## Given task
Write out, word for word, only the lines from the one containing "Reviewer note: confirm each instance of the shallow" through the final line of the data.

Items from a data source:

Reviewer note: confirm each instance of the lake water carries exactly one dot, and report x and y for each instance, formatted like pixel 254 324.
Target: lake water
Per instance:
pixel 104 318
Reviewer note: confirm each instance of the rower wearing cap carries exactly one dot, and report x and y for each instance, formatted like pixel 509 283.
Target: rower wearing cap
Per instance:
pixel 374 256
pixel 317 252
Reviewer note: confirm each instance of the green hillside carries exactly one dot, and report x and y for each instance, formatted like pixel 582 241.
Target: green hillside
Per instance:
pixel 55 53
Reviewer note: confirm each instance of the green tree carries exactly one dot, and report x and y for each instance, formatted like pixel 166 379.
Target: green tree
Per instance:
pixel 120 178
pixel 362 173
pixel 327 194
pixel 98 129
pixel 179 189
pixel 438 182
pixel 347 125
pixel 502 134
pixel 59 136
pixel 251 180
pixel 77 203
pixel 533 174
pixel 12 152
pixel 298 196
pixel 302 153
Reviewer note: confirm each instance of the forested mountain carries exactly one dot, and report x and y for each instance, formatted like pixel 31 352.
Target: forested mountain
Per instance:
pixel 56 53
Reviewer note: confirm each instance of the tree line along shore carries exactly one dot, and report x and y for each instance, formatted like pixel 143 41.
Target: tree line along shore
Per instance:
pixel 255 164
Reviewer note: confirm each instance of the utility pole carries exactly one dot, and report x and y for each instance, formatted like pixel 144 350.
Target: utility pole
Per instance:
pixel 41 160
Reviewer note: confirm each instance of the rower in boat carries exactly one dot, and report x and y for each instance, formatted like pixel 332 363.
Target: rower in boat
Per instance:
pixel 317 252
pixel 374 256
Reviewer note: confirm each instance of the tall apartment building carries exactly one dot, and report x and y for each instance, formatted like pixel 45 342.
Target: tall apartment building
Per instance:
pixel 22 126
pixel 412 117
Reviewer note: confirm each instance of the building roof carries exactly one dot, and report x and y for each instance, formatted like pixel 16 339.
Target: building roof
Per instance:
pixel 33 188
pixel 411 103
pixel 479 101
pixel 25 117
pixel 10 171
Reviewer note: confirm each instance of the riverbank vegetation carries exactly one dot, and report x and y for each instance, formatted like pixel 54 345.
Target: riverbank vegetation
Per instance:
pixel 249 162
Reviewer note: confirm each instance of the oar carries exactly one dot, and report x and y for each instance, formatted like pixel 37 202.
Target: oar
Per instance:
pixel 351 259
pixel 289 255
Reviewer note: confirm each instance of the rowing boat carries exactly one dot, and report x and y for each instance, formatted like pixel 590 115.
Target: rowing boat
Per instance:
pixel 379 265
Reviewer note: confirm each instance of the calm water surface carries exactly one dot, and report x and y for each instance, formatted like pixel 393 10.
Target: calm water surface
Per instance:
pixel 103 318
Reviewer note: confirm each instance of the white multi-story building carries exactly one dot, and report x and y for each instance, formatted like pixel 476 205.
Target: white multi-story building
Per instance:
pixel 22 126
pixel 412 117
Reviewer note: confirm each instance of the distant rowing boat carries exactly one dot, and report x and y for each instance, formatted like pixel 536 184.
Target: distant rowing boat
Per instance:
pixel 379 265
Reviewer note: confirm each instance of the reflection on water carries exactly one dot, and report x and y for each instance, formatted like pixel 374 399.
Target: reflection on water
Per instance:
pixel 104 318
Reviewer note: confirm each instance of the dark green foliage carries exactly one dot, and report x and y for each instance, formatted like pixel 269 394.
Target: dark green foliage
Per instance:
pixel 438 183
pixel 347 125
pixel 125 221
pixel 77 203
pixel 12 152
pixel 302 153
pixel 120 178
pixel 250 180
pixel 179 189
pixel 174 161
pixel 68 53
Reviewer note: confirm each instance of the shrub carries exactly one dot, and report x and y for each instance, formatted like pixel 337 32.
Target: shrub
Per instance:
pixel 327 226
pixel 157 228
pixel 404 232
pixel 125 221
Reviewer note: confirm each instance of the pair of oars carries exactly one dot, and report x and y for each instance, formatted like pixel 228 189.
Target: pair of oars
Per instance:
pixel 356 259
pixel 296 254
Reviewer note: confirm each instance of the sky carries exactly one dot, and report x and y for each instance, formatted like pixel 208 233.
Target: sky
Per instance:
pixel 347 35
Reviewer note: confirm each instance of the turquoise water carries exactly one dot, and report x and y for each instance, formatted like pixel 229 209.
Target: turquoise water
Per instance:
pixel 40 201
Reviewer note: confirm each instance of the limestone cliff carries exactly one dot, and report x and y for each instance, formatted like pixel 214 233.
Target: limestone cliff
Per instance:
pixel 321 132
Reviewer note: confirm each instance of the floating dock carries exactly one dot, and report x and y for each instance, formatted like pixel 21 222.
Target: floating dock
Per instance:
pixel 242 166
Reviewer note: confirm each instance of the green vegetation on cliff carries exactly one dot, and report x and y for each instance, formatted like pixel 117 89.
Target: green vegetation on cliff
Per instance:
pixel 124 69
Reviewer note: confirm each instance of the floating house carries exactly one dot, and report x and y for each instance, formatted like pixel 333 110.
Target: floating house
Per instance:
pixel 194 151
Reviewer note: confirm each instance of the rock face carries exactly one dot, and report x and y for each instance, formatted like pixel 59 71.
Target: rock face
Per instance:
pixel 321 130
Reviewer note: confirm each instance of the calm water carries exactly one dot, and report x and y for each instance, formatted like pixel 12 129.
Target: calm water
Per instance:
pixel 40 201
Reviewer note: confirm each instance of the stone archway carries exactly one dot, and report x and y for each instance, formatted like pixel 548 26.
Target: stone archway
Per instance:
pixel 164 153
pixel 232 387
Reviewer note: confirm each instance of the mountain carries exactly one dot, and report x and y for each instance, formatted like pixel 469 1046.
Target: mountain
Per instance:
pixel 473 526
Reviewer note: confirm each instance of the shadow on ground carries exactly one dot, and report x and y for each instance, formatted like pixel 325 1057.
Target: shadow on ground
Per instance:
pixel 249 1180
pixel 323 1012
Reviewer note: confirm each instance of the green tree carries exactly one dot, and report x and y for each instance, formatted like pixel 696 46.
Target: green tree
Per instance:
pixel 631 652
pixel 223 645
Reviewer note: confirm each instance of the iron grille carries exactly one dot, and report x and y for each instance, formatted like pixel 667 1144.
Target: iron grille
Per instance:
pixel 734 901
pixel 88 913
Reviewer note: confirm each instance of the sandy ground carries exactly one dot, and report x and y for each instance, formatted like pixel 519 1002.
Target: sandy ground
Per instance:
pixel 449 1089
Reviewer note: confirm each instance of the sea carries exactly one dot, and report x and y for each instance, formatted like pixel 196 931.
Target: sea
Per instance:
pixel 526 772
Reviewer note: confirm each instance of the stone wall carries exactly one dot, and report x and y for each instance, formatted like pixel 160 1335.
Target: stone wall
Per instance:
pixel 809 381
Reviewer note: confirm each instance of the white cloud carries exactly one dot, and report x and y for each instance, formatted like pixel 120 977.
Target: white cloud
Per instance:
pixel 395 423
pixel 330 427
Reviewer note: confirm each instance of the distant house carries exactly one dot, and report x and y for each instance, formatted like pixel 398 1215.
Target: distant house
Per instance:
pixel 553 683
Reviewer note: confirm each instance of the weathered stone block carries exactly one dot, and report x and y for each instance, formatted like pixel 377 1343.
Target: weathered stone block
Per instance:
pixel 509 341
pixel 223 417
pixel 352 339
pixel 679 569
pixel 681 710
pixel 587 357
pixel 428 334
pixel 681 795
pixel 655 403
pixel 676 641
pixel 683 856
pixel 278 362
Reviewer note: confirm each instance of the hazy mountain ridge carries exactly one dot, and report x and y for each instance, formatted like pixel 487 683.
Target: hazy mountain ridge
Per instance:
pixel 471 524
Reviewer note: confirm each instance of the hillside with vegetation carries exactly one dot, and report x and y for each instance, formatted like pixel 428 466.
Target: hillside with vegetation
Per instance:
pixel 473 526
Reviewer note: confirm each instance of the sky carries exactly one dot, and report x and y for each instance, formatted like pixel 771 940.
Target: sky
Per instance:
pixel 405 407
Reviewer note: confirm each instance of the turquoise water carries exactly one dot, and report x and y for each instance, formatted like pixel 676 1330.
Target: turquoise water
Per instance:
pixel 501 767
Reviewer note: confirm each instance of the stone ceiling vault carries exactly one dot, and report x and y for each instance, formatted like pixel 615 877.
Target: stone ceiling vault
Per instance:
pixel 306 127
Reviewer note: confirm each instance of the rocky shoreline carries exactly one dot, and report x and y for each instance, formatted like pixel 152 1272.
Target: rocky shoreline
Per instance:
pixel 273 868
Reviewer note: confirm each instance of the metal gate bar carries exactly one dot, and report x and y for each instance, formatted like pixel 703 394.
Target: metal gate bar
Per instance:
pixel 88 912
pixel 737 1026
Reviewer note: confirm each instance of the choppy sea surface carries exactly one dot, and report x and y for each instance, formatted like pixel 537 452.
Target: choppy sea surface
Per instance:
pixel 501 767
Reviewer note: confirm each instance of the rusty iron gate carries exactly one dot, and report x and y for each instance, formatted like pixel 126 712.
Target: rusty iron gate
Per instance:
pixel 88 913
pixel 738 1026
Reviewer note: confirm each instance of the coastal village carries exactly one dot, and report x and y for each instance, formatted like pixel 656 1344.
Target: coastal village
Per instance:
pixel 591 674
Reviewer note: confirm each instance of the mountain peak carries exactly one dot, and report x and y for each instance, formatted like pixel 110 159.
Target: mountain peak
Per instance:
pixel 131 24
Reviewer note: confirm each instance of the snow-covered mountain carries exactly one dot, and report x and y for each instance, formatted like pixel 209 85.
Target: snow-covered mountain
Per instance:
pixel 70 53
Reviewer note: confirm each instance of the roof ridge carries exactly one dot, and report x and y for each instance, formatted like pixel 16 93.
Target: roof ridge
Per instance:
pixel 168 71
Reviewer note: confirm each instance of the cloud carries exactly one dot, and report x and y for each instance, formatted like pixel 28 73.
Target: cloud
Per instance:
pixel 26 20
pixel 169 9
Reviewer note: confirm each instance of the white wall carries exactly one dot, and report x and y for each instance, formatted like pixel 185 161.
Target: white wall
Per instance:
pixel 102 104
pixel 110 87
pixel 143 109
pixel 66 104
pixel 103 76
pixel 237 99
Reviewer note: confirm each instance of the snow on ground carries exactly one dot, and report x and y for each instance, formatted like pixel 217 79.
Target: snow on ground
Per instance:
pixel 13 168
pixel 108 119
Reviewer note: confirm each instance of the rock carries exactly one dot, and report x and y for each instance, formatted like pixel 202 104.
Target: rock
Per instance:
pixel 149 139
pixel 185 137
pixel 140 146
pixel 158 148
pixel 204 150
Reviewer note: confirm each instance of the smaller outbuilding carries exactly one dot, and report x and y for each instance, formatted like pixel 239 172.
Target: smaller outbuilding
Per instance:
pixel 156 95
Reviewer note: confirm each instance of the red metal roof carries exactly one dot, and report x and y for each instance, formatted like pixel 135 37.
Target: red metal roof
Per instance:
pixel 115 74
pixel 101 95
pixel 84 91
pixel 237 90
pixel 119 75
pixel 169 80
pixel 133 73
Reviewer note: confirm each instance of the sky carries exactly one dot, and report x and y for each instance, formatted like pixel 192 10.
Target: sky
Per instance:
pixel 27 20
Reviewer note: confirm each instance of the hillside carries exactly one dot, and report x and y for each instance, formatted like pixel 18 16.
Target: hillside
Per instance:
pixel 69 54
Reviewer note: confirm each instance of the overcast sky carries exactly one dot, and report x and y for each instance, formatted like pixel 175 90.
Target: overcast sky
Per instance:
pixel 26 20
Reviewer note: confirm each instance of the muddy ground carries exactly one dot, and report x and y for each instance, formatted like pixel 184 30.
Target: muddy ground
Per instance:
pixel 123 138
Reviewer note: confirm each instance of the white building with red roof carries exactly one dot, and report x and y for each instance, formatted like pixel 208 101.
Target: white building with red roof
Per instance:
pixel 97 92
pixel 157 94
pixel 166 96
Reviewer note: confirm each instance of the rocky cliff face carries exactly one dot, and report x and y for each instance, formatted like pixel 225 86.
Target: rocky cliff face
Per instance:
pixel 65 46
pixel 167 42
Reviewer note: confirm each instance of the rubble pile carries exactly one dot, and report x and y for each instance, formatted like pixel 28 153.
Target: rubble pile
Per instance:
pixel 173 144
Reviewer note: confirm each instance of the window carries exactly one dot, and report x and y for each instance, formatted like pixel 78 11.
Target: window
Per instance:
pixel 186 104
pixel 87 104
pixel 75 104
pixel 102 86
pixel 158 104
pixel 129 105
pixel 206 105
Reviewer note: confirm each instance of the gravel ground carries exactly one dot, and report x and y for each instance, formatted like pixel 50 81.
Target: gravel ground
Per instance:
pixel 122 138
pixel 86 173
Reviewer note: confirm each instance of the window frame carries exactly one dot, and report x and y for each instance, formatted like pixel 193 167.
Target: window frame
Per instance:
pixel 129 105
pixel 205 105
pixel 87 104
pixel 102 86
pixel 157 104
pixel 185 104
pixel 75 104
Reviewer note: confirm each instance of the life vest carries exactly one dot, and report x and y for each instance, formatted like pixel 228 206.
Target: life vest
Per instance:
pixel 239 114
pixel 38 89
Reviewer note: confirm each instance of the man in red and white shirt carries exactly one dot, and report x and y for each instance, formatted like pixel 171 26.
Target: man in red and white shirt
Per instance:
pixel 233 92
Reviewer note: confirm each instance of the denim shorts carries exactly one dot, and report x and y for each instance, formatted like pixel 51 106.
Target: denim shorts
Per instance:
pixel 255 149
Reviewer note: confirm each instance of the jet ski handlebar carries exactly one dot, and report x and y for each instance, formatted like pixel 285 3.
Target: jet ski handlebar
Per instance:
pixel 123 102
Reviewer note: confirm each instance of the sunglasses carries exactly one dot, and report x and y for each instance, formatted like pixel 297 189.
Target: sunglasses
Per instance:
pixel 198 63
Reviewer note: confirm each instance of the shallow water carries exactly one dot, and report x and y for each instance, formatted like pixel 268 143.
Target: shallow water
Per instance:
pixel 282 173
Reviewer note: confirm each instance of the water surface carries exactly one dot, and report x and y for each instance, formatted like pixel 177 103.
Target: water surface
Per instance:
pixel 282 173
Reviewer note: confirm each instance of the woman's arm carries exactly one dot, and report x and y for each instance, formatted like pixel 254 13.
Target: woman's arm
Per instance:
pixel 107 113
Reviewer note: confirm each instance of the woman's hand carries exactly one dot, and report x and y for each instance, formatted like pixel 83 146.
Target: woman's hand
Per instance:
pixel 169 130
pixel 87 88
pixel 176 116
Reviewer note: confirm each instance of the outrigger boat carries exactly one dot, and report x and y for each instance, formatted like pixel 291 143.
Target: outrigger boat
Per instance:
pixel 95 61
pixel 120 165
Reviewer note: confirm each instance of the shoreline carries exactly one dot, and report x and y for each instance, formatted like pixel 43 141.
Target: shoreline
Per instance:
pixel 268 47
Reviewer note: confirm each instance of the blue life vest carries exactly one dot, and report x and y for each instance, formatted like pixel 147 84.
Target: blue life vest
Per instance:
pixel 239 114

## Answer to the exercise
Reviewer note: confirm each instance of the shallow water carries exactly one dot, and report x and y for each instance, formatted like pixel 268 143.
Target: shallow water
Per instance:
pixel 282 173
Reviewer note: confirm each instance of the water surface carries exactly one dot, and report x and y for each instance, formatted like pixel 177 103.
Target: water surface
Per instance:
pixel 282 173
Reviewer note: confirm each instance of the woman's arm carries exactly one dot, and report x and y for each instance, formatted like pixel 254 13.
Target: woman's arm
Per instance:
pixel 107 113
Reviewer note: confirm each instance of the woman's hand carries exactly one dot, and report x and y for each instance, formatted like pixel 83 146.
Target: woman's hand
Per instance:
pixel 169 130
pixel 87 88
pixel 176 116
Reviewer note: confirm each instance of the outrigger boat carries exactly one dot, and report x and y for each instance, formatted like pixel 291 143.
Target: outrigger boat
Per instance:
pixel 95 61
pixel 120 165
Reviewer note: confirm each instance of the shoreline carries exactly one dot, and report x and y for each instance, formatted like pixel 43 141.
Target: shoreline
Per instance:
pixel 268 47
Reviewer note: confirm each instance of the blue life vest carries exactly one dot, and report x and y for each instance, formatted like pixel 147 84.
Target: blue life vest
Per instance:
pixel 239 114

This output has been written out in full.